(Recorded data)

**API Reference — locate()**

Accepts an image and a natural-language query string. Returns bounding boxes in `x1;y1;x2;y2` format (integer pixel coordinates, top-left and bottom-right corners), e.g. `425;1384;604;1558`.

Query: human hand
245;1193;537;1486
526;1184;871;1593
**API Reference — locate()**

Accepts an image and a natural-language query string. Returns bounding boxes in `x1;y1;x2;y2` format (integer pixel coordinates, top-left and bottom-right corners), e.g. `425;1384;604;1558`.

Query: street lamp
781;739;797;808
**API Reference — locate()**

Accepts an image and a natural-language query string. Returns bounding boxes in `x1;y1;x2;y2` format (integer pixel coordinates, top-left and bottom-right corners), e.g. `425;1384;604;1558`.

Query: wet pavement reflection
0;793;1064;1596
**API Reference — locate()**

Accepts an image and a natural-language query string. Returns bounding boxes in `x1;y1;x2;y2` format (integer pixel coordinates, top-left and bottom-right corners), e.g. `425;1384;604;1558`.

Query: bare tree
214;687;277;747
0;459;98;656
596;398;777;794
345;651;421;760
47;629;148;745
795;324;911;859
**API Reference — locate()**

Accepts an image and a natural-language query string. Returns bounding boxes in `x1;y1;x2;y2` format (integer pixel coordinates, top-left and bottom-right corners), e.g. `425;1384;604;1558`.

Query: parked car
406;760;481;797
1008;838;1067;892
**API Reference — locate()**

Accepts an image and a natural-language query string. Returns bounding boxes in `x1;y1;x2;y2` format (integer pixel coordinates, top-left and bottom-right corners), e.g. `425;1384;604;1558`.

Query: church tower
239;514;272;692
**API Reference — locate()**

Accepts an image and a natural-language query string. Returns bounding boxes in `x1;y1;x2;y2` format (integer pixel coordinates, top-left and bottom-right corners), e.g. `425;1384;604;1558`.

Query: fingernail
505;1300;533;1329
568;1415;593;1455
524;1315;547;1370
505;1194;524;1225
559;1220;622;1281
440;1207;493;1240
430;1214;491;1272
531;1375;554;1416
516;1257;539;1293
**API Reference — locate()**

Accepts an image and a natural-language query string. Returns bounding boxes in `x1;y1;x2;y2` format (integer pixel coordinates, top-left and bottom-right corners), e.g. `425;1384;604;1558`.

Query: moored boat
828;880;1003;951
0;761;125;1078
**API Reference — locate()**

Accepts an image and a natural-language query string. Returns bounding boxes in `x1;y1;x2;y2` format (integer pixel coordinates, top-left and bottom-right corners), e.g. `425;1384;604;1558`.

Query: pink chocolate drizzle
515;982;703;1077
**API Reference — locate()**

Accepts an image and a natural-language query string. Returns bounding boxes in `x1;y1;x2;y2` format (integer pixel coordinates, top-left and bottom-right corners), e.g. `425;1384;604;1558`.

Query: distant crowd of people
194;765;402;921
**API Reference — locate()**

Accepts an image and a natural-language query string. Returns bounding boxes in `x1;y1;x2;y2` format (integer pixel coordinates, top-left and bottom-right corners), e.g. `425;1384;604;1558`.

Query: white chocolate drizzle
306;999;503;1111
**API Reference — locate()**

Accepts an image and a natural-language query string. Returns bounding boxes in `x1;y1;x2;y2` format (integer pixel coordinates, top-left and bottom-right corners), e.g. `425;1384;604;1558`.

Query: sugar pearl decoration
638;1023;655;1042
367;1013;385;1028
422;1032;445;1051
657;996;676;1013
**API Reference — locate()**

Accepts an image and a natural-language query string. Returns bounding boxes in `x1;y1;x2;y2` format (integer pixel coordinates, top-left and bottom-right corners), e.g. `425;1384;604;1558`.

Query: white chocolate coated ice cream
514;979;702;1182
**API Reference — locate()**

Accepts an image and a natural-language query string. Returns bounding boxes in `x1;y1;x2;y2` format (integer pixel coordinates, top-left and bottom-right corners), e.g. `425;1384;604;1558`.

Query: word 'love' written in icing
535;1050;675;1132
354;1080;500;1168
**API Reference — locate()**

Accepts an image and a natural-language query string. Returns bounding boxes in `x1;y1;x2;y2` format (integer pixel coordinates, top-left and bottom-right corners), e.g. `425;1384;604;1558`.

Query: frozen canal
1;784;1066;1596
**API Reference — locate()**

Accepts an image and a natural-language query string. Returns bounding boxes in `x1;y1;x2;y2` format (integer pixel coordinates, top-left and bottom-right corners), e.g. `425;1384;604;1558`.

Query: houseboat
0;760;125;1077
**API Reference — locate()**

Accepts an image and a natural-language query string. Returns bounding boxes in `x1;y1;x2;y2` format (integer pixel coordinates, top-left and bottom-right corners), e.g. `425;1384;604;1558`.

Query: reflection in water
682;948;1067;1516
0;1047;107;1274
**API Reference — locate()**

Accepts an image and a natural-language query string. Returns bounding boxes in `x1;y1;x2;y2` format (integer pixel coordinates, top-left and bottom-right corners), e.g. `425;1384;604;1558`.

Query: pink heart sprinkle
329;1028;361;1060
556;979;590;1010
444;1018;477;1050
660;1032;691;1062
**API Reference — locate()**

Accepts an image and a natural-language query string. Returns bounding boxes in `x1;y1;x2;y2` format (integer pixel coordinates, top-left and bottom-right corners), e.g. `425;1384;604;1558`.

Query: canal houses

- _EXERCISE DIRECTIONS_: Take the records shown above and output them again exactly.

- _EXERCISE SOLUTION_:
**API Reference — locate()**

Accepts an image and a natural-language query string. Returns bounding boxes in `x1;y1;x2;y2` format (integer pixel coordinates, top-left and bottom-right corners), e.g. `425;1384;604;1558`.

Query: human hand
245;1193;537;1486
526;1184;871;1593
**API Reference — locate()**

Accepts an image and a natural-language query string. Returns bounding boxes in `x1;y1;x2;y2` format (integer pixel coordinates, top-left and bottom-right corners), e.g. `425;1384;604;1558`.

Query: street lamp
781;739;797;808
**API Reference — locate()**

Accepts an image and a natural-language query string. Returns bounding boxes in `x1;y1;x2;y2` format (integer pixel coordinates, top-left and bottom-right corners), e.g. `425;1384;604;1558`.

Query: wet pavement reflection
0;793;1064;1596
**API Reference — locate()**

Accepts an image and a natural-language query string. Returns bounding boxes in `x1;y1;x2;y2` format (integer pixel coordinates, top-left and bottom-right corners), e.g. `425;1384;604;1558`.

Query: bare tree
214;687;277;747
0;459;98;656
596;398;777;794
345;651;421;760
47;629;148;745
795;324;911;859
**API Reference — locate()**

Accepts an image and a natural-language query string. Returns bounding boxes in `x1;y1;x2;y2` format (integer pixel coordinates, top-left and bottom-right corners), e.g. `425;1384;604;1558`.

Query: parked car
406;760;481;797
1008;838;1067;892
**API Reference — locate()**

Accepts an image and a natural-language query string. Returns bounding boxes in `x1;y1;x2;y2` format (integer pixel coordinates, top-left and bottom-right corners), e.g. `425;1384;604;1558`.

Query: church tower
239;514;272;692
**API Reference — locate()**

Accepts an image and a natural-language query string. Returns bounding boxes in `x1;y1;x2;y2` format (integer pixel coordinates, top-left and bottom-right corners), e.g. `425;1384;604;1558`.

Query: fingernail
505;1300;533;1329
568;1415;593;1455
524;1315;547;1370
505;1194;524;1225
559;1220;622;1281
440;1207;493;1240
430;1214;491;1272
531;1375;554;1416
516;1257;539;1293
**API Reference — locate()**

Accepts an image and a natural-language query string. Returns bounding boxes in `x1;y1;x2;y2` format (integer pixel coordinates, top-left and bottom-right corners), e.g. `425;1384;604;1558`.

Query: moored boat
828;880;1003;951
0;761;125;1078
**API Reference — locate()**

Accepts an image and a natural-language query string. Returns bounding boxes in `x1;y1;x2;y2` format (integer pixel coordinates, top-left and bottom-right corners), e.g. `425;1384;604;1558`.

Query: pink chocolate drizzle
515;982;703;1077
**API Reference — locate()**

Accepts an image and a natural-language query string. Returns bounding boxes in `x1;y1;x2;y2` format (integer pixel coordinates, top-left and bottom-right corners), e.g. `425;1384;604;1558`.

Query: distant crowd of people
194;765;402;921
**API Reference — locate()**

Accepts an image and a natural-language query string. Returns bounding boxes in `x1;y1;x2;y2` format (integer pixel coordinates, top-left and bottom-right corners), e.g. `425;1384;604;1558`.

Query: white chocolate drizzle
306;999;503;1111
**API Reference — locate()**

Accepts an image and a natural-language query string. Returns bounding boxes in `x1;y1;x2;y2` format (integer pixel coordinates, top-left and bottom-right corners), e.g. `425;1384;604;1558`.

Query: sugar pearl decoration
638;1023;655;1042
367;1013;385;1028
422;1032;445;1051
657;996;676;1013
**API Reference — locate()**

Accepts an image and a natural-language query string. Returns bounding boxes in `x1;y1;x2;y2` format (integer pixel coordinates, top-left and bottom-right corners), e.g. `425;1384;604;1558`.

Query: white chocolate coated ice cream
514;979;702;1182
**API Reference — locate()**

Accepts an image and a natural-language query string. Returns bounding boxes in `x1;y1;x2;y2` format (integer pixel coordinates, top-left and bottom-right corners), e.g. `425;1384;604;1558`.

Query: word 'love' written in icing
535;1050;675;1132
354;1080;500;1168
**API Reference — locate()**

Accepts an image and a natural-language query string. Returns bounding boxes in `x1;y1;x2;y2` format (integer pixel coordinates, top-left and bottom-right corners), e.g. `425;1384;604;1558`.

Query: frozen canal
1;784;1066;1596
**API Reference — locate()**

Accepts an image and a natural-language query string. Returns bounding boxes in `x1;y1;x2;y2` format (integer pixel coordinates, top-left and bottom-right corners), e.g. `425;1384;604;1558`.

Query: houseboat
0;760;125;1077
**API Reference — locate()**

Accepts an image and a natural-language query string. Returns bounding boxes in `x1;y1;x2;y2` format (integer pixel coordinates, top-left and bottom-right corners), e.g. `425;1384;604;1558`.

Query: reflection in water
682;948;1067;1516
0;1047;107;1274
**API Reference — locate()**

Accepts an image and a natural-language query string. Returns bounding boxes in `x1;y1;x2;y2` format (integer pixel coordinates, top-left and bottom-right corners), e.g. `425;1384;604;1558`.

Query: pink heart sprinkle
329;1028;361;1060
556;979;590;1010
444;1018;477;1050
660;1032;691;1062
**API Reference — locate()**

Accepts an image and a natural-language query string. Returns bounding boxes in `x1;y1;x2;y2` format (integer pixel coordinates, top-left and bottom-right corners), e.g. `425;1384;604;1558`.

Query: canal houses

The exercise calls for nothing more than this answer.